### Passage provided
It’s no secret that career development programs at many employers have become diluted or disappeared entirely in recent years.  So, are you entirely on your own to build the best possible case to your employer that investing in you is a good move?  No, you aren’t entirely on your own – your mentor can be your career development ally in ways you might not expect.  Let’s take the performance appraisal  criteria one by one and see how a mentor might help not only your evaluation but your career as well:

  1. Your accomplishments

Accomplishments that employers value include those that directly support the company’s financial performance. If you’re in a sales position, for example, your accomplishments include meeting your dollar sales targets. What if it looks as if you’re going to miss your sales targets, even though you’ve diligently worked hard to achieve them?  Your mentor can help you develop an action plan to get back on target.  The action plan could include identifying and making calls on specific new customers, reconnecting with old customers, or surveying existing customers for their needs for complementary products and services. Once executed, the action plan is an accomplishment in itself.

  1. Training

Ever thought of training as creative?  It can be! Your mentor can help you brainstorm innovative ways in which you can strengthen skills related to your current job, as well as help build toward new assignments.  If you’re in inside sales or customer service, for example, your mentor might facilitate your attending one of the regularly scheduled sales and marketing meetings. This informal training yields dividends to you and your employer in the form of strengthened relationships between outside sales and the inside support group and greater understanding of the customer needs the company is trying to address.

### Data for analysis
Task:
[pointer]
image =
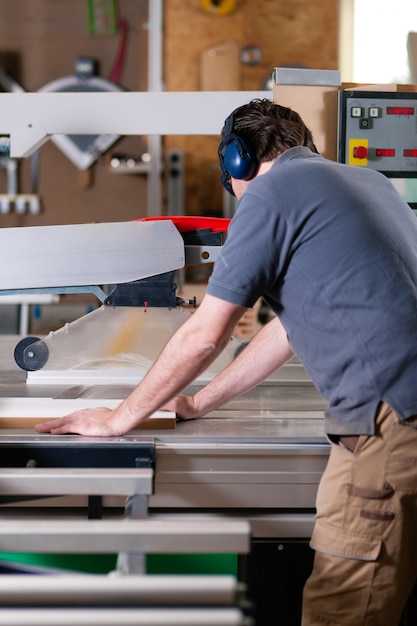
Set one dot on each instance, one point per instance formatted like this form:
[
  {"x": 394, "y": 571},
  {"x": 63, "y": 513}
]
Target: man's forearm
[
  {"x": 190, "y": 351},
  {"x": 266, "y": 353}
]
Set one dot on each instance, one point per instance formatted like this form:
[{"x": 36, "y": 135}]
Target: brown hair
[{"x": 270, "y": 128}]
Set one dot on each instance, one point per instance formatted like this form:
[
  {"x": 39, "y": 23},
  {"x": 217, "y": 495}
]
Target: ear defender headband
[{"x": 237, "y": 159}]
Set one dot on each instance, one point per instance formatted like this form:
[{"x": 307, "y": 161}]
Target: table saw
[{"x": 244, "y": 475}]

==

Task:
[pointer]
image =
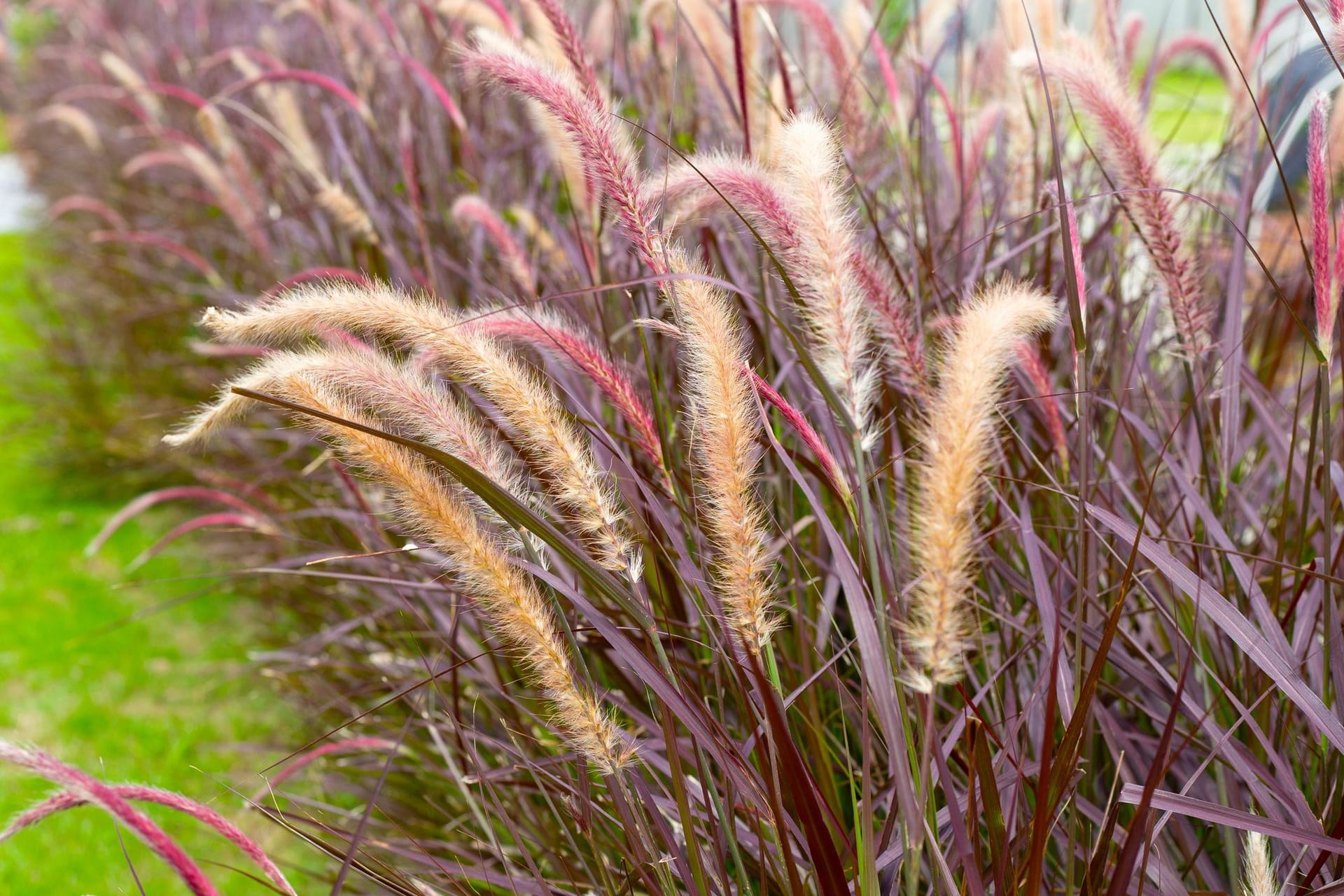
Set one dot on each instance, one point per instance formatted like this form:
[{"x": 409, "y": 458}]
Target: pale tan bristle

### Work instructions
Rewrite the stretch of the passage on mentors and career growth from "1. Training" through "trying to address.", swapping "brainstorm" for "come up with". Work only from the passage on mentors and career growth.

### Exercise solution
1. Training

Ever thought of training as creative?  It can be! Your mentor can help you come up with innovative ways in which you can strengthen skills related to your current job, as well as help build toward new assignments.  If you’re in inside sales or customer service, for example, your mentor might facilitate your attending one of the regularly scheduled sales and marketing meetings. This informal training yields dividends to you and your employer in the form of strengthened relationships between outside sales and the inside support group and greater understanding of the customer needs the company is trying to address.